*What is required:*
Rescale the entries: begin at the line that has "mask --target=sky --return=outline" and stop after the line that has "[[[1194,4],[0,11],[0,673],[1200,675]]]". Reproduce every line in that span unchanged, except that each outline coordinate is multiplied by 0.25 and rounded to a whole number with halves rounded up, and leave the picture out of your answer.

*Data for the task:*
________________

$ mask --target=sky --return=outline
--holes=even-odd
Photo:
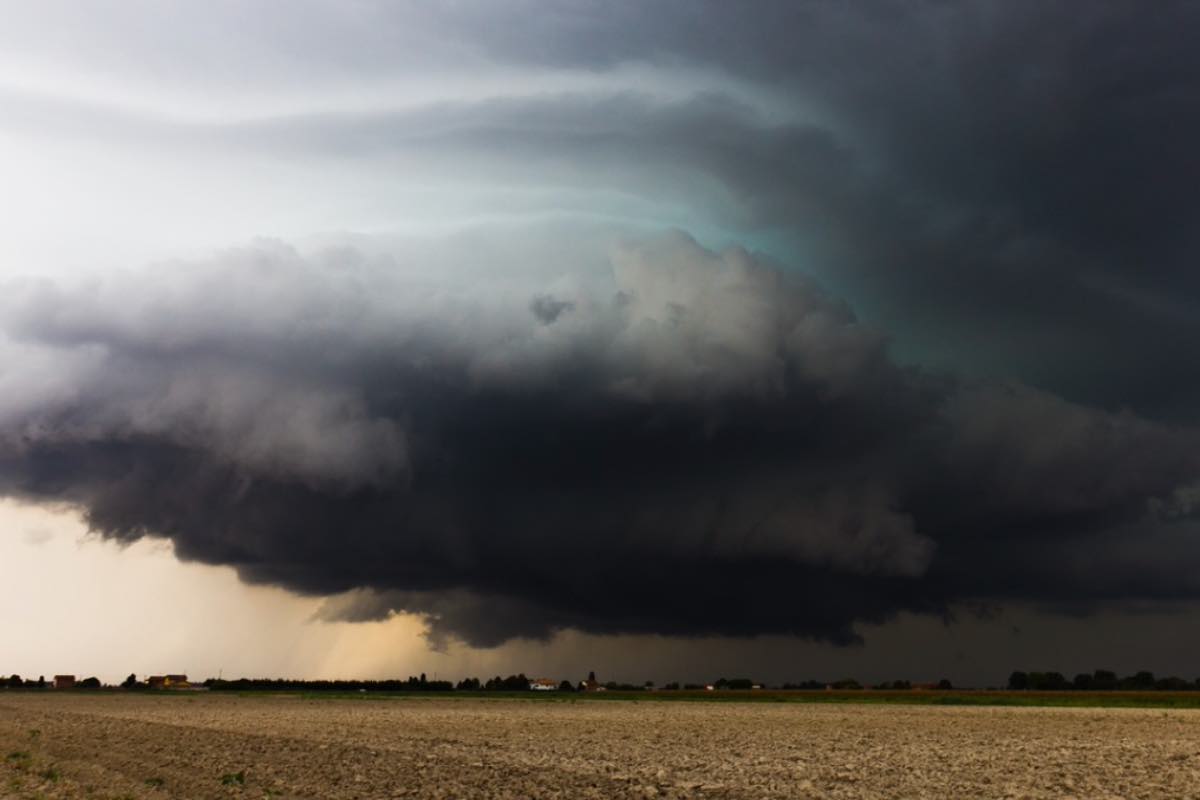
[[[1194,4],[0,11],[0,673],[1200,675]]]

________________

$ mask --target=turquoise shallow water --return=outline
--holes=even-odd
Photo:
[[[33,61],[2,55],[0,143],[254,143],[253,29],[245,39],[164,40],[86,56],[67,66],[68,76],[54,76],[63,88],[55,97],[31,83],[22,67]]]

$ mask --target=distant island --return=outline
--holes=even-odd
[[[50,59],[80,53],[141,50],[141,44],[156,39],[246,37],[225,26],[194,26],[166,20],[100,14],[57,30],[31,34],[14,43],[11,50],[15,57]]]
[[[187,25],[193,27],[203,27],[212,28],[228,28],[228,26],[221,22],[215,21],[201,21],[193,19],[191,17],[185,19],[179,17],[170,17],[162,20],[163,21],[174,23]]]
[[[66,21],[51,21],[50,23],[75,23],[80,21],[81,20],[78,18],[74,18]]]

________________

*Problem solution:*
$ mask --target=sky --return=outline
--holes=even-odd
Photo:
[[[299,1],[0,3],[0,168],[300,169]]]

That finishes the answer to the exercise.